This review is only the culmination of a terrible trend. Why does The Stranger refuse to review any films which are not about groups of stuffed animals--and why does it review those films so poorly, using opinions which disagree so strongly with my own? This is a travesty. I will be returning my subscription fee post-haste, you can be sure of that.
Also, to go along with the theme of Megan knowing nothing about children here, most (maybe all?) developmentally normal 4 year olds are out of diapers. Also, my 4 year old asks questions because he cares about the answers and can sit still for an hour without screaming or running (because that would be inappropriate behavior for a 4 year old in a movie theater).
This was a great movie.

@5 - The Stranger has no interest in reaching out to readers with small children. The writers on Slog are mostly interested in condescending to parents and ridiculing them and their ridiculously fucking annoying children (why the fuck would anyone with young children ever take them out of the house, right?). Also, Slog writers were never children themselves. Their incredibly talented and accomplished parents picked them up when they were 19 from the world's most cynical cabbage patch.

§ Material
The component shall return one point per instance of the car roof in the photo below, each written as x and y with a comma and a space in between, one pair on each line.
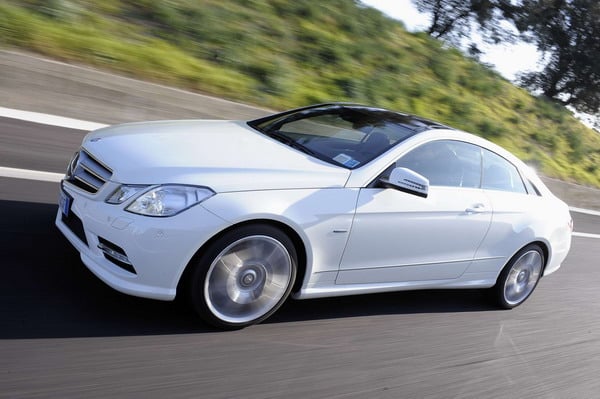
413, 122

§ What this exercise asks
**a)** Answer these questions using the reader comments on the film review, one answer per line:
(i) What does the first commenter say they will return?
(ii) According to the second comment, how long can the commenter's 4 year old sit still?
(iii) In the last comment, at what age and from where were Slog writers said to have been picked up?
**b)** Continue the reader comments on the film review from where they stop.

§ Answers provided
**a)**
(i) Their subscription fee.
(ii) For an hour.
(iii) At 19, from the world's most cynical cabbage patch.

**b)**
YEAH Stranger, what's wrong with you writing a funny review of a Winnie the Pooh movie? As a dad I am so offended that you made me laugh and stuff. I'm so cranky I could use a nap! Just like most everyone else here.

This is like calling the kettle black. We get it Megan, you like candy bars.
Also, I love a snarky review by the Stranger every single time. And I also love snark directed toward children. But Megan has no idea what she's talking about. My almost-three-year-old does not act like the above, and she does care about the answers to questions. That's why she asks them. Also she hasn't pooped into a diaper in about year. Oh, and also, she doesn't beg to eat pies baked into cupcakes.
Boy, take a well-deserved potshot at the diapers and Gerber crowd, and watch the hunny hit the fan! Ms. Seling, I like your style and hope you keep up the good work. You know the old saying: "Every time you insult a baby, God laughs."
#7 and #9 - well put. I have a four year old, and yes, he is out of diapers and yes, he sits still and asks questions. For fuck's sake.
I thought this movie was pretty awesome, I went with my boyfriend and we both cracked up several times! =)
Yep, my four y.o. could actually sit still, ask questions (and give a shit about the answers), and keep from crapping in his pants quite well. Unlike many of the writers for The Stranger, it seems.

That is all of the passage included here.